## Begin

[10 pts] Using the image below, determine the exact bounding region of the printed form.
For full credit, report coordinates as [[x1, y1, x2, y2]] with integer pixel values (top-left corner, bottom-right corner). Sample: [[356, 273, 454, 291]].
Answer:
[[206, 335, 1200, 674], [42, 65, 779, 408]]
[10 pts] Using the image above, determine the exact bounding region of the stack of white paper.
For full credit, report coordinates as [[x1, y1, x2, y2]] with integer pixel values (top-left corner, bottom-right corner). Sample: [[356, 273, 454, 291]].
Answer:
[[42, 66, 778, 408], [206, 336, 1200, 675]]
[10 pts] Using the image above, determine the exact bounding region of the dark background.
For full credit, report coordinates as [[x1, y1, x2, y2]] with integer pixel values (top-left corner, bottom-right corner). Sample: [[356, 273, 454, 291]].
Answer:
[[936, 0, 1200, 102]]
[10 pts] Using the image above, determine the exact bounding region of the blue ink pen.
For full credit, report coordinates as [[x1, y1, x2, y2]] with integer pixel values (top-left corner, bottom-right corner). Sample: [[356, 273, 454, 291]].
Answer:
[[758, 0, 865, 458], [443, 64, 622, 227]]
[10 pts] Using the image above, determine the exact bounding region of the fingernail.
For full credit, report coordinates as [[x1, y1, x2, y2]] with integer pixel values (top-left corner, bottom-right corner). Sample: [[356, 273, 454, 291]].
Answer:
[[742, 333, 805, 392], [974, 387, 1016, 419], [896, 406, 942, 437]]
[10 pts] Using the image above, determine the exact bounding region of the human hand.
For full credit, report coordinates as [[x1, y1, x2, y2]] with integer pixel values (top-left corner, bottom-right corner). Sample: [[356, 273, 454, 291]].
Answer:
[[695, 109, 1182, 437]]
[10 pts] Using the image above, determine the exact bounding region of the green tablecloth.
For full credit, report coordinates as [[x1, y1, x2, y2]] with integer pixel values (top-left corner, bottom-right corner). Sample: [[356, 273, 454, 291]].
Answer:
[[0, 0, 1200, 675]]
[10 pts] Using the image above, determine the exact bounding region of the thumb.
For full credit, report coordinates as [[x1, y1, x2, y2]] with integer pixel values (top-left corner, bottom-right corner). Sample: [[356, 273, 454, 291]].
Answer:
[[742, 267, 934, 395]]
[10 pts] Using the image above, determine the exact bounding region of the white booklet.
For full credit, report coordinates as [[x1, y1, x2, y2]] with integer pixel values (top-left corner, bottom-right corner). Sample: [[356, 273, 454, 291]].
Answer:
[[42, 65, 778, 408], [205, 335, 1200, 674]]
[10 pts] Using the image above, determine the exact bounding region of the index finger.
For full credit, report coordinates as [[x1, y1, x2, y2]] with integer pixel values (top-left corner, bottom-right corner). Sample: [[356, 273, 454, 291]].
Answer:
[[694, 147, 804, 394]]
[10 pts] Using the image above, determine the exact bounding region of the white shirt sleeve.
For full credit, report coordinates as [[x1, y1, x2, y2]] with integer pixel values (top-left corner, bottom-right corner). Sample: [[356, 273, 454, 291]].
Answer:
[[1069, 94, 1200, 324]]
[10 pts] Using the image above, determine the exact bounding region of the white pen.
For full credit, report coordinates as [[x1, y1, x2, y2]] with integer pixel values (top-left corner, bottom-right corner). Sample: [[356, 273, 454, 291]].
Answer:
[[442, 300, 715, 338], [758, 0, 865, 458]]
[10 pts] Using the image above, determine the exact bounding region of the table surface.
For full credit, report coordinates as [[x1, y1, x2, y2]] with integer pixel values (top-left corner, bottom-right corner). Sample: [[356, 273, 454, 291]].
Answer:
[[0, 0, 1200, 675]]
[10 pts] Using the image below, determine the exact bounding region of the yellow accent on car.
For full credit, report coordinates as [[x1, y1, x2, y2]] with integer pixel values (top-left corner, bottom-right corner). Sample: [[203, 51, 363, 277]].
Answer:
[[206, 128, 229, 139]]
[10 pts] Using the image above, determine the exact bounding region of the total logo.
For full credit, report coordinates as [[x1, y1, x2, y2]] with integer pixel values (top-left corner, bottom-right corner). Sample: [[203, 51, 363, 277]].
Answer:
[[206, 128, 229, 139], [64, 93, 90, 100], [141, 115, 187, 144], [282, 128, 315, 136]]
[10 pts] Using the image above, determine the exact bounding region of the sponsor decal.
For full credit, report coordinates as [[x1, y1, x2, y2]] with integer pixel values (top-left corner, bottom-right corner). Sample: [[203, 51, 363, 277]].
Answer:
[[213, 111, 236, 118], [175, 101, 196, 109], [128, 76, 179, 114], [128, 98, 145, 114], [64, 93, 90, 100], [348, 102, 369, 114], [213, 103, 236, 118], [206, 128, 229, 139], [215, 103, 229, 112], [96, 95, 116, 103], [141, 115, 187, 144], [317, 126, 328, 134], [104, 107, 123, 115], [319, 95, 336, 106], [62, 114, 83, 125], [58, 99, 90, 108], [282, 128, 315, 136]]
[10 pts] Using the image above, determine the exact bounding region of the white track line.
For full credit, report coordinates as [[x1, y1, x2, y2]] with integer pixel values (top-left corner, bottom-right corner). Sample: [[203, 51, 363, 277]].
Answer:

## End

WHAT TO PRODUCE: Can you give all the lines above as a numbered list, leaving out any blank lines?

EXERCISE RESULT:
1. [10 pts] Using the image below, determine the exact bounding region of the printed form.
2. For full credit, report coordinates as [[x1, y1, x2, y2]] with integer pixel values (top-left corner, bottom-right corner). Sample: [[356, 273, 454, 291]].
3. Answer:
4. [[206, 335, 1200, 674], [42, 65, 779, 408]]
5. [10 pts] Using the image above, determine the exact bounding region of the stack of white paper.
6. For full credit, report coordinates as [[x1, y1, x2, y2]] with integer pixel values (top-left corner, bottom-right corner). Sample: [[356, 273, 454, 291]].
7. Answer:
8. [[42, 66, 778, 408], [206, 336, 1200, 675]]
9. [10 pts] Using the image above, determine the exact bounding region of the dark background.
10. For full credit, report coordinates as [[x1, y1, x2, y2]] with integer pixel values (top-left corner, bottom-right corner). Sample: [[356, 273, 454, 291]].
11. Answer:
12. [[936, 0, 1200, 102]]
13. [10 pts] Using the image above, determine the exact bounding region of the blue ink pen.
14. For full credit, report coordinates as [[x1, y1, x2, y2]] with integer pixel values (top-left corner, bottom-right corner). Sample: [[356, 273, 454, 291]].
15. Answer:
16. [[758, 0, 865, 458], [443, 64, 622, 227]]
17. [10 pts] Using the image above, determine the exact bounding region of the fingernail.
18. For full credit, report coordinates as [[x1, y1, x2, y2]] with integer pixel values (top-left corner, bottom-right corner). Sample: [[356, 273, 454, 291]].
19. Answer:
20. [[742, 333, 805, 392], [974, 387, 1016, 419], [896, 406, 942, 437]]
21. [10 pts] Using the image above, determine the exact bounding region of the human hand.
22. For full credit, report coordinates as [[x1, y1, x2, y2]] with integer pixel values (top-left corner, bottom-right corner). Sample: [[356, 273, 454, 291]].
23. Answer:
24. [[695, 109, 1182, 437]]
25. [10 pts] Using the image above, determine the exact bounding region of the green tablecloth.
26. For full credit, report coordinates as [[x1, y1, x2, y2]] with integer pixel values (top-left corner, bottom-right corner). Sample: [[356, 273, 454, 291]].
27. Answer:
28. [[0, 0, 1200, 675]]
29. [10 pts] Using the image above, determine the exact bounding region of the thumb.
30. For full credit, report coordinates as [[x1, y1, x2, y2]] with integer pixel values (top-left corner, bottom-right corner). Sample: [[356, 273, 454, 291]].
31. Answer:
32. [[742, 267, 934, 395]]
33. [10 pts] Using the image above, determine the exact bounding region of the white booklet.
34. For full credit, report coordinates as [[x1, y1, x2, y2]] with integer pixel values (top-left corner, bottom-right corner). Sample: [[356, 273, 454, 291]].
35. Answer:
36. [[42, 65, 778, 408], [205, 335, 1200, 674]]
37. [10 pts] Using the image above, determine the exact bounding region of the index finger.
38. For full credit, report coordinates as [[x1, y1, x2, y2]] with integer pixel values (top-left corner, bottom-right corner). Sample: [[356, 273, 454, 291]].
39. Answer:
40. [[694, 147, 804, 394]]
41. [10 pts] Using the image above, determine the exact bounding region of the white shirt sleeve.
42. For full credit, report coordinates as [[x1, y1, x2, y2]] with integer pixel values (top-left corner, bottom-right corner). Sample: [[356, 273, 454, 291]].
43. Answer:
44. [[1069, 94, 1200, 324]]
45. [10 pts] Using the image above, determine the exact bounding region of the white pen.
46. For full credit, report coordinates as [[x1, y1, x2, y2]] with integer pixel values (top-left corner, bottom-right corner). Sample: [[356, 273, 454, 291]].
47. Answer:
48. [[442, 300, 715, 338], [758, 0, 865, 458]]
49. [10 pts] Using the image above, determine the exact bounding region of the table surface.
50. For full credit, report coordinates as [[x1, y1, x2, y2]] with integer pixel values (top-left corner, bottom-right corner). Sample: [[356, 273, 454, 291]].
51. Answer:
52. [[0, 0, 1200, 675]]
53. [10 pts] Using the image below, determine the exact bounding region of the yellow accent on car.
54. For full credit, report coordinates as [[x1, y1, x2, y2]] with integer pixel values (top-left corner, bottom-right corner). Sample: [[203, 51, 363, 277]].
55. Answer:
56. [[206, 128, 229, 139]]
57. [10 pts] Using the image above, determine the exact bounding region of the total logo.
58. For full credit, report coordinates as [[x1, y1, x2, y2]] with integer pixel values (top-left corner, bottom-right corner). Sample: [[203, 51, 363, 277]].
59. Answer:
60. [[206, 128, 229, 139], [64, 93, 90, 100], [141, 115, 187, 144], [282, 128, 315, 136]]
61. [10 pts] Using the image above, determine the exact bounding region of the sponsor decal.
62. For full credit, report coordinates as [[x1, y1, x2, y2]] with integer pixel values (top-left corner, bottom-right corner). Sample: [[203, 51, 363, 277]].
63. Answer:
64. [[213, 111, 236, 118], [175, 101, 196, 109], [128, 76, 179, 114], [128, 98, 145, 114], [64, 93, 90, 100], [348, 102, 369, 114], [213, 103, 236, 118], [206, 128, 229, 139], [215, 103, 229, 112], [96, 95, 116, 103], [141, 115, 187, 144], [317, 126, 328, 134], [104, 107, 123, 115], [319, 95, 336, 106], [62, 114, 83, 125], [58, 99, 90, 108], [282, 128, 315, 136]]
65. [10 pts] Using the image above, determine the exact bounding region of the white track line.
66. For full credit, report coordinates as [[x1, y1, x2, y2]] with integer pixel values (top-left corner, bottom-right corner). Sample: [[203, 51, 363, 277]].
67. Answer:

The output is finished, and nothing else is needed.